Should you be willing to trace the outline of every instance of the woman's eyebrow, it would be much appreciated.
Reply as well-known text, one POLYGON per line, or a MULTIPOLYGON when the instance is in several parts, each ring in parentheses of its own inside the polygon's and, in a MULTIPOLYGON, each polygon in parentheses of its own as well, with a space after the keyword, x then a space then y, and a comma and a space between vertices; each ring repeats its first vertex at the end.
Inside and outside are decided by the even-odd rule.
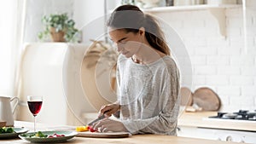
POLYGON ((125 39, 126 39, 126 38, 127 38, 127 37, 123 37, 123 38, 118 40, 118 43, 120 43, 120 42, 122 42, 123 40, 125 40, 125 39))

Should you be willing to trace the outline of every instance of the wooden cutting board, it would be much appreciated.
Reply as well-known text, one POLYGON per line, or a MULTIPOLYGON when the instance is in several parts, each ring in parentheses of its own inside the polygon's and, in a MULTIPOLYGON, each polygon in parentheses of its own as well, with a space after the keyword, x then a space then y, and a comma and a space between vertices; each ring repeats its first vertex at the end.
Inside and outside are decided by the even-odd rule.
POLYGON ((78 132, 76 136, 79 137, 95 137, 95 138, 125 138, 131 136, 128 132, 108 132, 108 133, 100 133, 100 132, 78 132))

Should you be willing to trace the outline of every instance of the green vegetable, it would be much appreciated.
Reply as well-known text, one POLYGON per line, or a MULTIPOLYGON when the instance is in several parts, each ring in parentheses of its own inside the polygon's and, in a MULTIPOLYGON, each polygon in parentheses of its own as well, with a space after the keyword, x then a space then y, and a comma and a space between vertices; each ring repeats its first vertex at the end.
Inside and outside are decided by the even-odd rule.
POLYGON ((4 134, 4 133, 14 133, 14 128, 12 127, 3 127, 0 128, 0 134, 4 134))

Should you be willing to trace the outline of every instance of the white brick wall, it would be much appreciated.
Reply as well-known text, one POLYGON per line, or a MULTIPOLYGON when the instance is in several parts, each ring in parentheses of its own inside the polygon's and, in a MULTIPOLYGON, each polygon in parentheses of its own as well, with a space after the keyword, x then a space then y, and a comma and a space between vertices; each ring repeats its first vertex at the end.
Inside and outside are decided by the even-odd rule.
POLYGON ((192 91, 207 86, 222 101, 223 111, 256 109, 256 3, 247 0, 247 53, 242 9, 227 9, 226 37, 208 10, 154 13, 181 35, 193 67, 192 91), (185 15, 187 14, 187 15, 185 15))

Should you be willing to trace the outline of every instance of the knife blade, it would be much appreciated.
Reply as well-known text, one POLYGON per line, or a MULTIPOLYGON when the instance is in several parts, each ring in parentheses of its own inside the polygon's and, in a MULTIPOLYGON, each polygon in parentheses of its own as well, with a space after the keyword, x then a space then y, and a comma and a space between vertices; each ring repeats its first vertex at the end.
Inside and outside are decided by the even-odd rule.
POLYGON ((104 114, 102 114, 101 117, 99 117, 99 118, 96 118, 95 120, 93 120, 92 122, 89 123, 88 125, 92 125, 94 123, 96 123, 96 122, 97 122, 97 121, 99 121, 99 120, 102 120, 102 119, 103 119, 104 118, 106 118, 106 117, 105 117, 105 113, 106 113, 106 112, 104 112, 104 114))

What the exercise asks: Copy out every row above word for word, leaving out the pictures.

Full output:
Should you be willing to trace the outline of every instance of the woman's eyebrow, it would be much appreciated.
Reply as well-known text, one POLYGON per line, or a MULTIPOLYGON when the instance is in several parts, each ring in parentheses of its own inside the polygon's and, in a MULTIPOLYGON, each polygon in parentheses of its own as well, with a space after the keyword, x then a space then y, and a comma and a space between vertices; each ring repeats its first vertex at the end.
Inside and outside are decided by the even-odd rule.
POLYGON ((125 39, 126 39, 126 38, 127 38, 127 37, 123 37, 123 38, 118 40, 118 43, 120 43, 120 42, 122 42, 123 40, 125 40, 125 39))

Should you be willing to trace the outline of every instance of the wooden cutting board, it would be much appreciated.
Reply as well-known text, one POLYGON per line, or a MULTIPOLYGON when the instance is in several parts, each ring in parentheses of its own inside the polygon's and, in a MULTIPOLYGON, each polygon in parentheses of its own as well, with a space after the keyword, x then a space then y, and a comma and a space between vertices; each ring repeats its first vertex at the end.
Inside and outside are decided by the even-odd rule.
POLYGON ((78 132, 76 136, 79 137, 95 137, 95 138, 125 138, 131 136, 128 132, 108 132, 108 133, 100 133, 100 132, 78 132))

Should you be willing to trace the outline of every instance of the green vegetable, it would be much appreciated.
Reply as well-known text, one POLYGON per line, or a MULTIPOLYGON when the instance is in several parts, each ring in parentheses of its own inside the polygon's and, in a MULTIPOLYGON, each polygon in parentheses of its own as well, with a space after the keyword, x then a space then y, and a comma and a space between vertices; each ring repeats its first vertex at the end.
Inside and outside are decided by the even-odd rule.
POLYGON ((4 134, 4 133, 14 133, 14 128, 12 127, 3 127, 0 128, 0 134, 4 134))

Should you be willing to trace the outline of every instance of the white brick wall, it would be much appreciated.
Reply as well-known text, one POLYGON per line, or a MULTIPOLYGON when the instance is in several parts, each ring in parentheses of its own inside the polygon's and, in a MULTIPOLYGON, each polygon in parentheses of its own as well, with a space after the keyword, x then a space then y, and a comma and a space between vertices; each ring repeats its first vertex at the end.
Inside and outside are decided by the even-odd rule.
POLYGON ((192 91, 207 86, 222 101, 223 111, 256 109, 256 3, 247 0, 247 53, 242 9, 227 9, 226 37, 208 10, 154 13, 181 35, 193 67, 192 91), (185 15, 187 14, 187 15, 185 15))

Should you be willing to trace the outline of every instance of the knife blade, it would be much appreciated.
Reply as well-known text, one POLYGON per line, or a MULTIPOLYGON when the instance is in several parts, each ring in parentheses of its own inside the polygon's and, in a MULTIPOLYGON, each polygon in parentheses of its own as well, with a space after the keyword, x then a space then y, and a comma and a space between vertices; each ring repeats its first vertex at the end.
Inside and outside are decided by the even-odd rule.
POLYGON ((104 114, 102 114, 101 117, 99 117, 99 118, 96 118, 95 120, 93 120, 92 122, 89 123, 88 125, 92 125, 94 123, 96 123, 96 122, 97 122, 97 121, 99 121, 99 120, 102 120, 102 119, 103 119, 104 118, 106 118, 106 117, 105 117, 105 113, 106 113, 106 112, 104 112, 104 114))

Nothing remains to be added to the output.